** start of Provided data **

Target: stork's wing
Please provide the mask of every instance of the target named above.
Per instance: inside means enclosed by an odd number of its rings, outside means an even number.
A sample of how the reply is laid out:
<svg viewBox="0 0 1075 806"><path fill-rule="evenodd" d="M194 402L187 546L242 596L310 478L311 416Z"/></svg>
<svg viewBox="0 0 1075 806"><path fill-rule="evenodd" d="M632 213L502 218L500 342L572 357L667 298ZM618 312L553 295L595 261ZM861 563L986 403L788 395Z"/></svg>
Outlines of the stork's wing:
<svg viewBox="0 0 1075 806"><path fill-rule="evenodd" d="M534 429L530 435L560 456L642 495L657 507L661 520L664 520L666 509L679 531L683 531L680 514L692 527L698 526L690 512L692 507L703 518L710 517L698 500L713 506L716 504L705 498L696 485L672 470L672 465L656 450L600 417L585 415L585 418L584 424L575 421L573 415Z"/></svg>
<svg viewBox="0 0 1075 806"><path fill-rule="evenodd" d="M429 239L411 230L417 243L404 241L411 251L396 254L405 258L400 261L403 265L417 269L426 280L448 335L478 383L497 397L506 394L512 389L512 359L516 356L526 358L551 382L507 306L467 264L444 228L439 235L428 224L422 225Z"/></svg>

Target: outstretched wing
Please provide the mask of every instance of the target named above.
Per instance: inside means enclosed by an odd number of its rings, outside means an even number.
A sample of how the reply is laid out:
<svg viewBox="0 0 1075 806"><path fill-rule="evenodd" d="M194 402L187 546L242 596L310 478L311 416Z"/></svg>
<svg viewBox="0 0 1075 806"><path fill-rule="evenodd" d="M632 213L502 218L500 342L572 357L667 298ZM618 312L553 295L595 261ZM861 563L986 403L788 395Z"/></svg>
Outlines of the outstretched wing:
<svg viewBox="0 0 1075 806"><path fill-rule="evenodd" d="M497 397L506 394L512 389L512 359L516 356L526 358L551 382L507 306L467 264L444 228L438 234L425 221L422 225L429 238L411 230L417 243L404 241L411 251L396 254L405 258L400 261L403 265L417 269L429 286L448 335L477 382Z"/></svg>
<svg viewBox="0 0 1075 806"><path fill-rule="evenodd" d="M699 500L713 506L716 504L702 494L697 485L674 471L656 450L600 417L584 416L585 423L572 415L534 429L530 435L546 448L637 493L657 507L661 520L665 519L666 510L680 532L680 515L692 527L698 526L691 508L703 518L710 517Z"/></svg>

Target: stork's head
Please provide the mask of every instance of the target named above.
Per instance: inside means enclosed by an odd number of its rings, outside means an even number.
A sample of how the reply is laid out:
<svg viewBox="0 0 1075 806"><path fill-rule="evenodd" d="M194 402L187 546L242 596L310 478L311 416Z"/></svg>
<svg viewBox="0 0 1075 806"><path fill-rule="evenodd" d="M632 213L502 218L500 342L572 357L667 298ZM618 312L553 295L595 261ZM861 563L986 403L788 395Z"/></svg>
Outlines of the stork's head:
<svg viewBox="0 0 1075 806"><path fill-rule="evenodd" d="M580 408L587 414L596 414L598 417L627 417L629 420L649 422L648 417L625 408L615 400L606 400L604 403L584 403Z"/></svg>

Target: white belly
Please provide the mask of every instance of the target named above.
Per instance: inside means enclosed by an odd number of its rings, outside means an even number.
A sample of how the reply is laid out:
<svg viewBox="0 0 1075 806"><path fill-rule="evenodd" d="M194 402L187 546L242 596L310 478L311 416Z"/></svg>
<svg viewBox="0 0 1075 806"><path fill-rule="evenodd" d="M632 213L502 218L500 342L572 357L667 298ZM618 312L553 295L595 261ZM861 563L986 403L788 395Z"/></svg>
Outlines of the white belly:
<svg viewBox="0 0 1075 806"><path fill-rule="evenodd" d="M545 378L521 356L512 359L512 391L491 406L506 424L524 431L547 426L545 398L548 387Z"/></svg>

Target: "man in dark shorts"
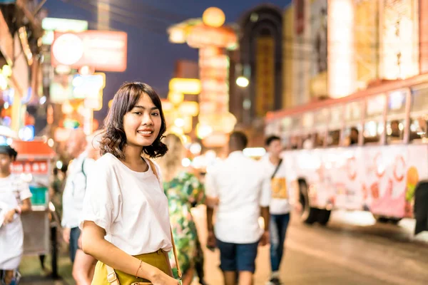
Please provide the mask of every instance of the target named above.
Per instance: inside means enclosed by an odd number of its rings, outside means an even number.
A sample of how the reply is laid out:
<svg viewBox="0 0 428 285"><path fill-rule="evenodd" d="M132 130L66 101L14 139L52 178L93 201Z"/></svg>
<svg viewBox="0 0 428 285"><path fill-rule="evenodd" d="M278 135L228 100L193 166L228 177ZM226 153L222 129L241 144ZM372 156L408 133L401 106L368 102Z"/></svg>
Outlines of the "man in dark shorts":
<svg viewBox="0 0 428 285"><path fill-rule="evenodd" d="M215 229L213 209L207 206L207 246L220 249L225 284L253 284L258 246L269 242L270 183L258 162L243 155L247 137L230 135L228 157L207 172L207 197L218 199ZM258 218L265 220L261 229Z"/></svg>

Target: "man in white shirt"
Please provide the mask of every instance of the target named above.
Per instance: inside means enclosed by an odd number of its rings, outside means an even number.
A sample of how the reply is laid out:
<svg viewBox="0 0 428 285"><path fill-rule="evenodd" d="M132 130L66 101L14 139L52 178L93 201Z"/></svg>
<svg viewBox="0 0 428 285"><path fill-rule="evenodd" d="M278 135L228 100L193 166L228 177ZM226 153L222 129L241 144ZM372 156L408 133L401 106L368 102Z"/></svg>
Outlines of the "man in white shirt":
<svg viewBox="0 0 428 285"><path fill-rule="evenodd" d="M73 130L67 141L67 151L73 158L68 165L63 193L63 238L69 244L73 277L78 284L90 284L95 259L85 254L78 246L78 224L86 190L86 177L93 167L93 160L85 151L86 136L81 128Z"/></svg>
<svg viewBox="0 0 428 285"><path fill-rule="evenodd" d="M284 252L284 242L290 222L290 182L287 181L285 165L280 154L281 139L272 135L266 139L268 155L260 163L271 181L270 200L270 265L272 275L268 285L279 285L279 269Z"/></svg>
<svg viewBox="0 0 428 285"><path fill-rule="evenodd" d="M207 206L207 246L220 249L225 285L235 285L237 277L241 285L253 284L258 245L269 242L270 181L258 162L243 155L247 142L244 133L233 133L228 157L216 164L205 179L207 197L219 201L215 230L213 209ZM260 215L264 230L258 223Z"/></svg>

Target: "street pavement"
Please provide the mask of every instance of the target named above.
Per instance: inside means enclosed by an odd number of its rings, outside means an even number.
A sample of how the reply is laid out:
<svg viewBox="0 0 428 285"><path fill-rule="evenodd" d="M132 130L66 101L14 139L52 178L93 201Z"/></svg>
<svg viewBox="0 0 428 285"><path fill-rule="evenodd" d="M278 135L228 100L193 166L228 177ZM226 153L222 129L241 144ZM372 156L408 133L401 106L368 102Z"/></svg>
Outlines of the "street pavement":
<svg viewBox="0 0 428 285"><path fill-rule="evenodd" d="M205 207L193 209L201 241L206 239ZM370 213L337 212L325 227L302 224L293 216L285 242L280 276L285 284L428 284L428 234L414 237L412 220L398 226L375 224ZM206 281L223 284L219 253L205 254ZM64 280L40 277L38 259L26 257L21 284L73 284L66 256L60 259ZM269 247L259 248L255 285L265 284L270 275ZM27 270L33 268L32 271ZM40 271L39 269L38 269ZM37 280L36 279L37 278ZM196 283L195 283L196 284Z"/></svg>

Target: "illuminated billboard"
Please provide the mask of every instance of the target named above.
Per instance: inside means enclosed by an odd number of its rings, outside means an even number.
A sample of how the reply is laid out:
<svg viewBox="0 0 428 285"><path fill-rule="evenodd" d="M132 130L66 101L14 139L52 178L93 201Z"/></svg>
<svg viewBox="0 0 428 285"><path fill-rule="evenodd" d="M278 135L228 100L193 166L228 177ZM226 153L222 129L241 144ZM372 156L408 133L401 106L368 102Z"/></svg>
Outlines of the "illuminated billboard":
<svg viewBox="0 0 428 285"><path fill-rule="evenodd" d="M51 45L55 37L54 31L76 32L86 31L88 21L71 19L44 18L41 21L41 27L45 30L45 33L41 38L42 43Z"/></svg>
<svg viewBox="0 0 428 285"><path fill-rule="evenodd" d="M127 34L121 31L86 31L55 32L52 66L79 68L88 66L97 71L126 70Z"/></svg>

** end of Provided data **
** start of Provided data **

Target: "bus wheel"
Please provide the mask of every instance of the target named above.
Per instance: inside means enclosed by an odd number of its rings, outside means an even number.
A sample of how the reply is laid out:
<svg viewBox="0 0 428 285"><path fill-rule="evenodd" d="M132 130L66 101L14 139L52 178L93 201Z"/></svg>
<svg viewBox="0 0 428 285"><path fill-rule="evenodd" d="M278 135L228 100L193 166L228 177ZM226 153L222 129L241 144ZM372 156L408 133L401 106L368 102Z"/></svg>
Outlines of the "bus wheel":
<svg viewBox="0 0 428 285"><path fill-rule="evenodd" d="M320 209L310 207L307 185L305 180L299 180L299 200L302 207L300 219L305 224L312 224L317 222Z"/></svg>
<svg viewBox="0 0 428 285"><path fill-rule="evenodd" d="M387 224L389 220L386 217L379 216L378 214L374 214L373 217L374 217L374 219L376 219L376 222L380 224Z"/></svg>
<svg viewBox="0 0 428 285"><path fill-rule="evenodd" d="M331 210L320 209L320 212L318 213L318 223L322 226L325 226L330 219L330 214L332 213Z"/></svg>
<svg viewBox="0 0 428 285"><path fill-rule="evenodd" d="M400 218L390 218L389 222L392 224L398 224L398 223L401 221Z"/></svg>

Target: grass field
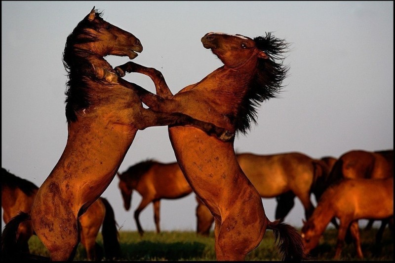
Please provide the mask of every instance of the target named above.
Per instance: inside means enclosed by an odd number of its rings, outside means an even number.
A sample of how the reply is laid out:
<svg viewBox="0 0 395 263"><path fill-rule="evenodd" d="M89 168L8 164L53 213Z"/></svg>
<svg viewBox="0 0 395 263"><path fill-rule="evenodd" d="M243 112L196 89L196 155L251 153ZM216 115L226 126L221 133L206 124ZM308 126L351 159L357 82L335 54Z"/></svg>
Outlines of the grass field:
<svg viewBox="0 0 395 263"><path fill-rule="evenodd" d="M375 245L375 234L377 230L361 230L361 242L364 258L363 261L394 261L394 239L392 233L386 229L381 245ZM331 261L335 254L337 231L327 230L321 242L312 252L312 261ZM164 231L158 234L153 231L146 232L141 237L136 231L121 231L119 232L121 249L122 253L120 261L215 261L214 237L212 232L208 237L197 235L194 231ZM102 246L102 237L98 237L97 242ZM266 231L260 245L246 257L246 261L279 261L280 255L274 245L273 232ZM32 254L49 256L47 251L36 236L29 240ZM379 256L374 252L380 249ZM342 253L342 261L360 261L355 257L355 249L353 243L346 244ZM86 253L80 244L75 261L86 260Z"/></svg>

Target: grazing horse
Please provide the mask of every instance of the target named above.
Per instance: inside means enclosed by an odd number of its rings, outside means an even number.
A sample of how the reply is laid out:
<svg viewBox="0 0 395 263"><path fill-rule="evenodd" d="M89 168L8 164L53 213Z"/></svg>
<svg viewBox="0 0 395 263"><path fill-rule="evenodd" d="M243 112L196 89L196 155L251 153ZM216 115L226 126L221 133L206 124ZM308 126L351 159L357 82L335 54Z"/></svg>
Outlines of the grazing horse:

** end of Provided data **

* Objective: Copy the stretch of the material from the line that contains "Target: outstretched wing" through the line that contains "Outlines of the outstretched", keeping every line as it stands.

* Full solution:
Target: outstretched wing
Please provide the mask of every instance of the target named above.
Per instance: inside means enclosed by an odd number of its rings, outside means an even number.
A sample of how the reply is laid out:
<svg viewBox="0 0 1075 806"><path fill-rule="evenodd" d="M194 402L187 546L242 596L310 478L311 416Z"/></svg>
<svg viewBox="0 0 1075 806"><path fill-rule="evenodd" d="M632 213L502 218L500 342L572 357L667 298ZM618 312L553 295L595 261ZM861 563L986 403L788 395Z"/></svg>
Outlines of the outstretched wing:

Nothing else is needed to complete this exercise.